▶ **EXERCISE TASKS**:
[a] In the forum thread, rename "company" to "business" and give the passage from "I disagree. It" to "your own company!!!!".
[b] Can you shorten the forum thread's paragraph beginning "I disagree. It shouldn't matter" while keeping its main points?

▶ **SOURCE**:
++++++++++++++++++++

Clear to me. 1/2" difference in height

Grits
03-24-2009, 11:29 PM
I see your point.....but I see her's too. She paid a professional to do a professional job.

4.3mudder
03-24-2009, 11:38 PM
I see your point.....but I see her's too. She paid a professional to do a professional job.

But at a professional price? If he was lower than everyone else then no. She got what she paid for, and it seemed to be the short end of the stick. Not saying that it is bad on the guy who did it, but hard times right now and everyone is lowering their prices.

Grits
03-25-2009, 12:17 AM
But at a professional price? If he was lower than everyone else then no. She got what she paid for, and it seemed to be the short end of the stick. Not saying that it is bad on the guy who did it, but hard times right now and everyone is lowering their prices.

I disagree. It shouldn't matter what the price was. I would hate to give someone a low price, do the job in a less than professional manner, have the customer complain, and then tell them "you get what you pay for". I mean. come on, you are talking about your own company!!!!

++++++++++++++++++++

▶ **RECORD EXTRACTS**:

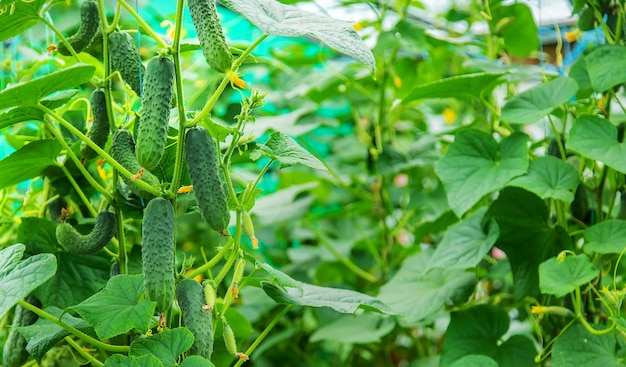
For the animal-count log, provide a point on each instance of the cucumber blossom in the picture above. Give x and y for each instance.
(76, 243)
(202, 164)
(89, 23)
(210, 34)
(124, 58)
(123, 151)
(99, 132)
(157, 252)
(190, 296)
(158, 87)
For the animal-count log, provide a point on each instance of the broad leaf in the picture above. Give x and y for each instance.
(276, 19)
(28, 162)
(117, 309)
(596, 138)
(479, 330)
(560, 277)
(19, 278)
(526, 236)
(578, 347)
(476, 165)
(608, 237)
(465, 243)
(417, 293)
(44, 334)
(461, 86)
(549, 177)
(533, 104)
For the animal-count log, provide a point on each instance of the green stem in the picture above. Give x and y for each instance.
(264, 333)
(84, 337)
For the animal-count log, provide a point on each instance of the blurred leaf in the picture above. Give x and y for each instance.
(560, 277)
(476, 165)
(535, 103)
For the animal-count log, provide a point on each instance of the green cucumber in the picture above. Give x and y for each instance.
(158, 87)
(210, 34)
(123, 151)
(190, 296)
(99, 132)
(124, 58)
(203, 167)
(76, 243)
(89, 23)
(157, 252)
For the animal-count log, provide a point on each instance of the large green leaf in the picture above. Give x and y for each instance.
(28, 162)
(608, 237)
(461, 86)
(32, 91)
(561, 276)
(479, 330)
(535, 103)
(117, 309)
(465, 243)
(549, 177)
(277, 19)
(476, 165)
(526, 236)
(19, 278)
(578, 347)
(596, 138)
(417, 293)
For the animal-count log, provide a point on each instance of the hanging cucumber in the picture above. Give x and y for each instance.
(123, 151)
(89, 23)
(99, 132)
(203, 167)
(76, 243)
(158, 87)
(157, 252)
(210, 34)
(124, 58)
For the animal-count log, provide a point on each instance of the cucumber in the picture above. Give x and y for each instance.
(158, 87)
(210, 34)
(123, 151)
(89, 23)
(124, 58)
(202, 164)
(99, 132)
(190, 296)
(157, 252)
(14, 354)
(76, 243)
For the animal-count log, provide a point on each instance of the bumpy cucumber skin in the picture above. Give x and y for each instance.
(124, 58)
(76, 243)
(210, 34)
(14, 354)
(190, 296)
(158, 86)
(157, 252)
(89, 23)
(99, 132)
(202, 165)
(123, 151)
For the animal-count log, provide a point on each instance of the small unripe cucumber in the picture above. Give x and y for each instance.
(76, 243)
(190, 296)
(158, 86)
(99, 132)
(210, 34)
(157, 252)
(124, 58)
(202, 164)
(89, 23)
(123, 151)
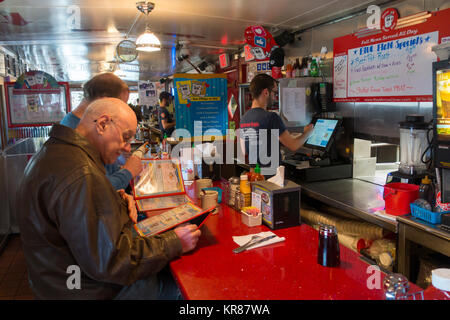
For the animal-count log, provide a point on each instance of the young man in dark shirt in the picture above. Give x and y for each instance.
(165, 119)
(261, 129)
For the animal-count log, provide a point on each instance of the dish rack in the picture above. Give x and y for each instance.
(429, 216)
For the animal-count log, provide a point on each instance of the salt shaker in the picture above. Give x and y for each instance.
(395, 286)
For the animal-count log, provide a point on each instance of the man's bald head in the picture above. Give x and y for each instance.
(112, 107)
(108, 123)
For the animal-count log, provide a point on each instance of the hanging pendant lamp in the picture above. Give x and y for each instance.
(147, 41)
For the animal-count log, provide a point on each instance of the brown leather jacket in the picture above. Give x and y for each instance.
(69, 214)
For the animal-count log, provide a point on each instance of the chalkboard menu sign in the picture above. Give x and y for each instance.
(394, 66)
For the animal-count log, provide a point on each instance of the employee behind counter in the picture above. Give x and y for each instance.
(165, 119)
(263, 89)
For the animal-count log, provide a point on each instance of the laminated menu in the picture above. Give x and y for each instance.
(159, 185)
(167, 220)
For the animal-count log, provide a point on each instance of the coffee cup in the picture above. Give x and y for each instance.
(200, 184)
(209, 199)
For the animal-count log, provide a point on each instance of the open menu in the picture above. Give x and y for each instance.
(158, 177)
(167, 220)
(150, 204)
(159, 185)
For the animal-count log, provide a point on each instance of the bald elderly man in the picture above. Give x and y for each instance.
(76, 230)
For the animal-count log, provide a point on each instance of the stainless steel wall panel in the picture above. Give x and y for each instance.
(381, 119)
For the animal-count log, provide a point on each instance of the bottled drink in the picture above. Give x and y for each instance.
(245, 191)
(305, 71)
(289, 70)
(258, 176)
(314, 70)
(296, 68)
(328, 253)
(426, 192)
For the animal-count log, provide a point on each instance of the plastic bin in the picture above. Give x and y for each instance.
(423, 214)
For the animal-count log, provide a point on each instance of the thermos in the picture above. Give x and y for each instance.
(328, 254)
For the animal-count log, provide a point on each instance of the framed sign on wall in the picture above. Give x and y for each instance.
(389, 65)
(36, 99)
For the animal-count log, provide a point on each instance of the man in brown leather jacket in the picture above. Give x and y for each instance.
(74, 224)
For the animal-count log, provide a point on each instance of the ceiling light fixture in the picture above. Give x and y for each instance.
(147, 41)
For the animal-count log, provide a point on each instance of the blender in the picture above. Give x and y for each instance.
(413, 143)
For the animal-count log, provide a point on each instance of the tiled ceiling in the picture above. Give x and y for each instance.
(46, 32)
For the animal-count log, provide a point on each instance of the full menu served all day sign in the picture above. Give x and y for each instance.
(393, 65)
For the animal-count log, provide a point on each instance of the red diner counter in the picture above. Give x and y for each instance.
(286, 270)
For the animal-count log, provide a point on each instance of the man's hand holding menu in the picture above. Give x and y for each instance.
(188, 234)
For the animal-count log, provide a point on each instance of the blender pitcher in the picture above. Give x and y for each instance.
(413, 142)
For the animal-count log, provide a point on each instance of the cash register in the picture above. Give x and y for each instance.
(323, 162)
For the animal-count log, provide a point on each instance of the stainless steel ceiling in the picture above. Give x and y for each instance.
(40, 31)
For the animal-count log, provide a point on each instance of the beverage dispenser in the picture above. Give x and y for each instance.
(413, 144)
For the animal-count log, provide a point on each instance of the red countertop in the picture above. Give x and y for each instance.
(283, 271)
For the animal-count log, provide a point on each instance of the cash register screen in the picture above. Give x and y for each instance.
(324, 131)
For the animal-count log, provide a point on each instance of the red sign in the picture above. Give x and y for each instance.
(392, 66)
(224, 60)
(248, 53)
(389, 19)
(260, 41)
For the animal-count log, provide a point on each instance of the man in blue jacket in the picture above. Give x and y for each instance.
(106, 85)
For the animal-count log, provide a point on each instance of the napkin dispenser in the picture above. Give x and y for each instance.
(280, 206)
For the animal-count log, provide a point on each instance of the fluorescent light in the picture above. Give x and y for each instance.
(148, 42)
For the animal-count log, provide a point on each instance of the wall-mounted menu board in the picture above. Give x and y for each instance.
(201, 104)
(393, 66)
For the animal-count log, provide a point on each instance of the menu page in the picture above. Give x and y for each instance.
(161, 202)
(158, 177)
(167, 220)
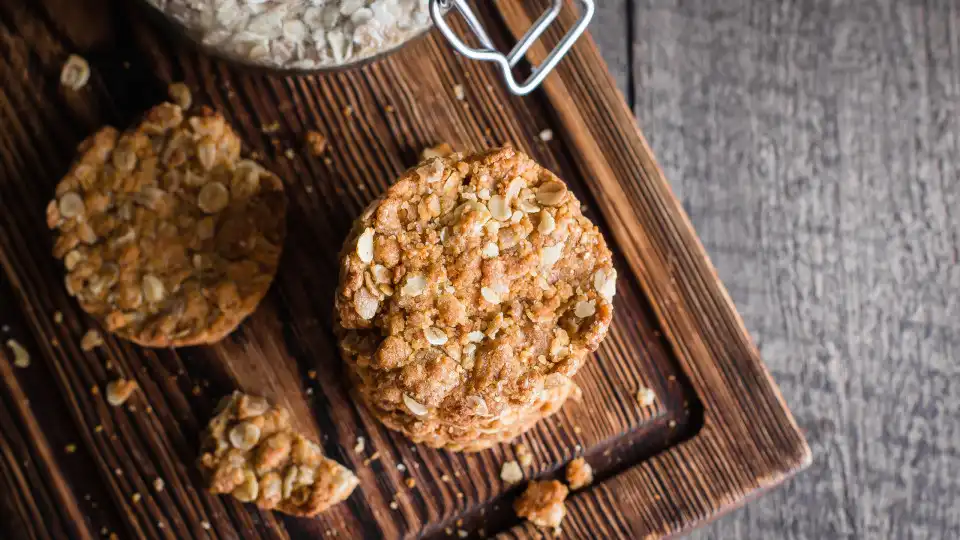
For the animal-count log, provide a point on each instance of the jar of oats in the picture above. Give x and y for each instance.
(299, 35)
(313, 35)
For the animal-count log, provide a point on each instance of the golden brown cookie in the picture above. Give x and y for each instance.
(169, 238)
(250, 451)
(470, 292)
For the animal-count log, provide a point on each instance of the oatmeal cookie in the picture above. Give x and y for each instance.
(470, 292)
(169, 238)
(250, 451)
(542, 503)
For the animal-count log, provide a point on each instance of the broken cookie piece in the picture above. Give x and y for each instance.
(542, 503)
(579, 474)
(251, 451)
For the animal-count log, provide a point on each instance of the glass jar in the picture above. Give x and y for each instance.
(319, 35)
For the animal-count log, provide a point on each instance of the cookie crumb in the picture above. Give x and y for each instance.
(645, 397)
(542, 503)
(179, 93)
(524, 455)
(316, 142)
(21, 358)
(579, 474)
(438, 150)
(511, 472)
(372, 458)
(91, 340)
(119, 391)
(75, 72)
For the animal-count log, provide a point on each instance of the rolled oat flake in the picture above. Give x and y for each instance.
(299, 34)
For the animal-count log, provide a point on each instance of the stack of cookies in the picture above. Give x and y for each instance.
(470, 292)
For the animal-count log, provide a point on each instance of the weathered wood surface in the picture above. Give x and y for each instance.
(675, 330)
(816, 148)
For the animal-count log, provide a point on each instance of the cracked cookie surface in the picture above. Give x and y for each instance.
(169, 238)
(470, 292)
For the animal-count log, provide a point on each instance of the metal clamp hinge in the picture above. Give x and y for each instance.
(507, 62)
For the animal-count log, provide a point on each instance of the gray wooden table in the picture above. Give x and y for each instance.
(816, 146)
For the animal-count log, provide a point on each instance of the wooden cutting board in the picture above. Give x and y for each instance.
(72, 466)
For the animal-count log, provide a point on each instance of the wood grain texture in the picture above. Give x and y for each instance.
(719, 422)
(815, 147)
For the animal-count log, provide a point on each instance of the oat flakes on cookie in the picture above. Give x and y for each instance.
(169, 238)
(470, 292)
(251, 452)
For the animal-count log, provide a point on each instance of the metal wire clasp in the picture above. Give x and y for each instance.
(489, 53)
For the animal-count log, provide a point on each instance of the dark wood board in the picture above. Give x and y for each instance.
(718, 433)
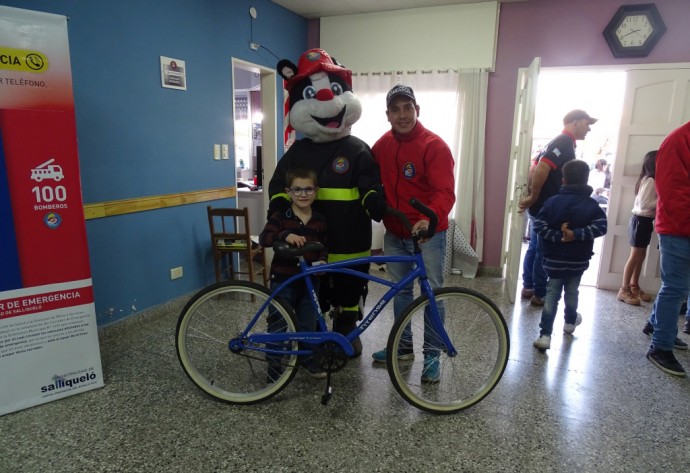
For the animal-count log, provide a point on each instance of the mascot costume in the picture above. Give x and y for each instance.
(323, 108)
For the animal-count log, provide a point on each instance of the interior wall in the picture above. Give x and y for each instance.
(138, 139)
(456, 36)
(562, 33)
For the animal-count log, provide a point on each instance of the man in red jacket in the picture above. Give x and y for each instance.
(672, 223)
(414, 162)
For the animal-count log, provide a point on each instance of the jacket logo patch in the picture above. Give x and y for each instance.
(409, 171)
(340, 165)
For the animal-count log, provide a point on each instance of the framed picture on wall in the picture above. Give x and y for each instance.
(173, 73)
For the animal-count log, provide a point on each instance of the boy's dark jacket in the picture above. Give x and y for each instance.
(585, 217)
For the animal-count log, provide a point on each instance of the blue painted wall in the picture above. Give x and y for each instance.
(138, 139)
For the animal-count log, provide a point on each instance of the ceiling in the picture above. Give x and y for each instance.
(320, 8)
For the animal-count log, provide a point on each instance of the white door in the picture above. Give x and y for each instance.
(656, 102)
(518, 172)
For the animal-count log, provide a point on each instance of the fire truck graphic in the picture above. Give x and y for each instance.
(47, 171)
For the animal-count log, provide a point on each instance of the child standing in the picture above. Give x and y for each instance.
(640, 229)
(568, 223)
(297, 225)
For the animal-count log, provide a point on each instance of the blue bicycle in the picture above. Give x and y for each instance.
(237, 340)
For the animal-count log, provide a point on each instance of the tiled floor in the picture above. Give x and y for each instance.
(591, 403)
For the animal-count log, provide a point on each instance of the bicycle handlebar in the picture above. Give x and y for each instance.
(285, 249)
(433, 218)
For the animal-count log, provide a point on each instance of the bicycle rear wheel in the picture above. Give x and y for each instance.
(213, 317)
(476, 328)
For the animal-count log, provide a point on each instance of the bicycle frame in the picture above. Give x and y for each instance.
(324, 335)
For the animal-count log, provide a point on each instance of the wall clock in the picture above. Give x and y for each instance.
(634, 30)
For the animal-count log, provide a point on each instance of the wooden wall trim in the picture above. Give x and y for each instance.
(140, 204)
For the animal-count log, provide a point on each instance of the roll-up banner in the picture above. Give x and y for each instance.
(48, 333)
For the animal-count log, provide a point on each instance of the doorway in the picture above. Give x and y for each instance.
(601, 94)
(255, 137)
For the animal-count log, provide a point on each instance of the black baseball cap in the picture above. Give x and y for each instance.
(400, 90)
(573, 115)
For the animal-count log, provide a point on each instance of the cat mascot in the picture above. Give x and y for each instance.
(323, 110)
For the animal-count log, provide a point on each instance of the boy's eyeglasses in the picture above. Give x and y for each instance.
(302, 190)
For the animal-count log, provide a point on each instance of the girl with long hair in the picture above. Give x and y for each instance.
(640, 229)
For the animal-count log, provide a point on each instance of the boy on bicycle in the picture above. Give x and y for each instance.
(297, 225)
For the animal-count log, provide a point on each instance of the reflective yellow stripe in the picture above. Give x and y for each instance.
(335, 257)
(338, 194)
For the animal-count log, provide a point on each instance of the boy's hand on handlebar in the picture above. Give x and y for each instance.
(422, 228)
(296, 240)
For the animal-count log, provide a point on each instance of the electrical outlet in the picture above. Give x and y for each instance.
(176, 273)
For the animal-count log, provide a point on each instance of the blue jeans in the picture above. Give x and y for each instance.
(570, 288)
(533, 274)
(433, 253)
(675, 286)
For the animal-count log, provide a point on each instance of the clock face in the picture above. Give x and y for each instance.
(634, 31)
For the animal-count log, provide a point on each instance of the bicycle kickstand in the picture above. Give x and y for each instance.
(329, 389)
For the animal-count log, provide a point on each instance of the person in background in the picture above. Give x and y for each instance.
(545, 181)
(640, 229)
(672, 224)
(414, 162)
(297, 225)
(597, 176)
(568, 223)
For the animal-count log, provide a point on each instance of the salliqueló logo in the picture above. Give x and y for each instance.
(69, 380)
(23, 60)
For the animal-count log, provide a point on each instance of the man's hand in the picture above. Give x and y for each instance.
(422, 225)
(296, 240)
(568, 234)
(524, 203)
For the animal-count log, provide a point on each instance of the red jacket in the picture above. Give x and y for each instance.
(418, 164)
(673, 184)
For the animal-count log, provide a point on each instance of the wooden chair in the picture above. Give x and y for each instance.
(228, 237)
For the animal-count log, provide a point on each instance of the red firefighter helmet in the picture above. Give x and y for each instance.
(318, 60)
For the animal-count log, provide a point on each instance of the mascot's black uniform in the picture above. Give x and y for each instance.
(323, 109)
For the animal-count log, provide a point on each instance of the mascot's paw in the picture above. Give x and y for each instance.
(375, 205)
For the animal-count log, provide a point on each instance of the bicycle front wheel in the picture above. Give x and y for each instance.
(220, 313)
(434, 381)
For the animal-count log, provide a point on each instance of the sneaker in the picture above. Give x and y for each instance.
(543, 342)
(313, 369)
(640, 294)
(678, 344)
(403, 355)
(625, 295)
(665, 361)
(648, 328)
(536, 301)
(431, 373)
(570, 328)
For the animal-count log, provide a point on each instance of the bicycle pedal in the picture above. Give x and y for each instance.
(327, 395)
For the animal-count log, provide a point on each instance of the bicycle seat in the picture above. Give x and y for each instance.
(287, 250)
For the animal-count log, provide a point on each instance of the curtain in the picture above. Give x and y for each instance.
(452, 105)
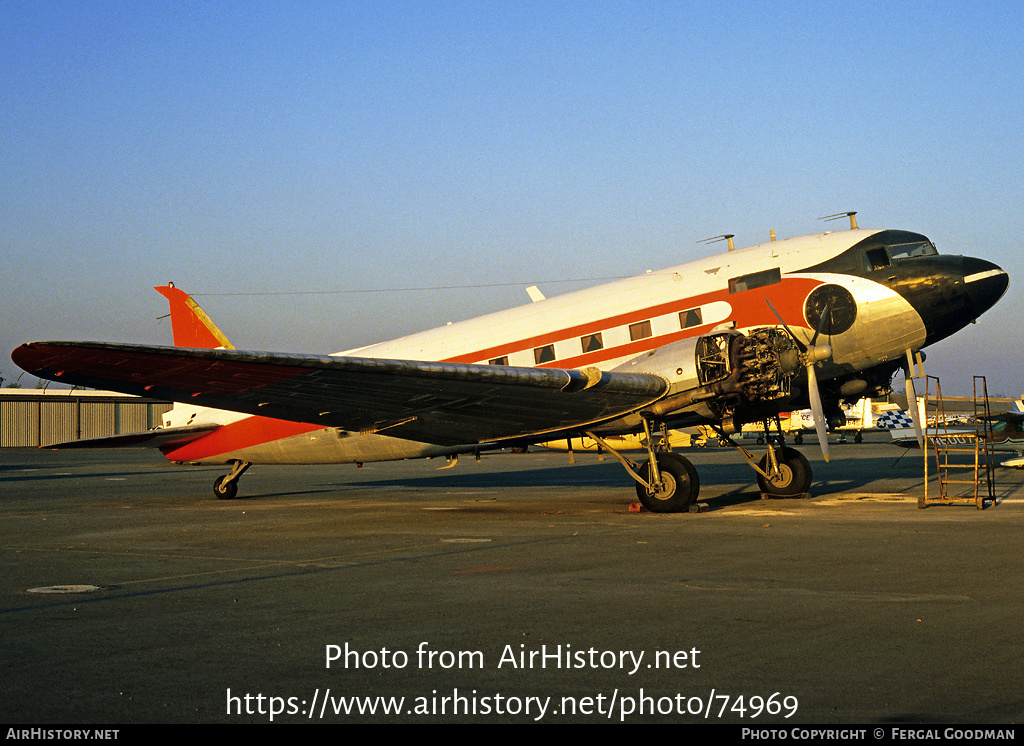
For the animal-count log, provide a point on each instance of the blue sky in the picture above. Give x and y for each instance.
(343, 157)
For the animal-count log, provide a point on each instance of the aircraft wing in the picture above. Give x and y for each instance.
(434, 402)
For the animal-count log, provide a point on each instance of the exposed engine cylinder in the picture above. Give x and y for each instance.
(725, 371)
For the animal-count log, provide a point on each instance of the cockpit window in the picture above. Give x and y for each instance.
(755, 279)
(877, 258)
(907, 251)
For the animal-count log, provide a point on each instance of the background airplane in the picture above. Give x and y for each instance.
(1007, 427)
(814, 321)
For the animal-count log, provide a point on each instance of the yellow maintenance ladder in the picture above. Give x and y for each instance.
(963, 456)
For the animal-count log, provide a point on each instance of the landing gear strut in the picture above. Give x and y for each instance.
(791, 477)
(226, 487)
(679, 484)
(782, 472)
(667, 482)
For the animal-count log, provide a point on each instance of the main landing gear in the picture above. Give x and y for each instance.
(668, 483)
(226, 487)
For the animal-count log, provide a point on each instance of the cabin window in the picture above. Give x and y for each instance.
(592, 343)
(755, 279)
(640, 331)
(544, 354)
(692, 317)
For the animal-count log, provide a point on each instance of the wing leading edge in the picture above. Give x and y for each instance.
(434, 402)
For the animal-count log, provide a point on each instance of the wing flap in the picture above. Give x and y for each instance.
(436, 402)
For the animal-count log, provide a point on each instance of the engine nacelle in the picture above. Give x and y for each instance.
(718, 374)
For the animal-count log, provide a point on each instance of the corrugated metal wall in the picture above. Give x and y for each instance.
(30, 419)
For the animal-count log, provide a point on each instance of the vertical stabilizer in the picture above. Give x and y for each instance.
(189, 324)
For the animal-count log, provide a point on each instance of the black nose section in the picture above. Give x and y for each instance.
(984, 283)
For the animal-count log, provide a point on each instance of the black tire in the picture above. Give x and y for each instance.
(225, 489)
(795, 474)
(681, 481)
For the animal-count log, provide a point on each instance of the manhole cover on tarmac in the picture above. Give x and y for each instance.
(64, 589)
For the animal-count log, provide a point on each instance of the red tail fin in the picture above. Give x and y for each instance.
(190, 325)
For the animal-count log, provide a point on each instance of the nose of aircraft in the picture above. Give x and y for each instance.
(984, 282)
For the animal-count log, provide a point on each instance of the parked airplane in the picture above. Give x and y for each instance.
(814, 321)
(1007, 432)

++++++++++++++++++++

▶ **TASK RESPONSES**:
[a]
I disagree. It shouldn't matter what the price was. I would hate to give someone a low price, do the job in a less than professional manner, have the customer complain, and then tell them "you get what you pay for". I mean. come on, you are talking about your own business!!!!

[b] The writer disagrees: the price shouldn't matter. They would hate to charge a low price, do unprofessional work, and then answer a complaining customer with "you get what you pay for," because it's their own company.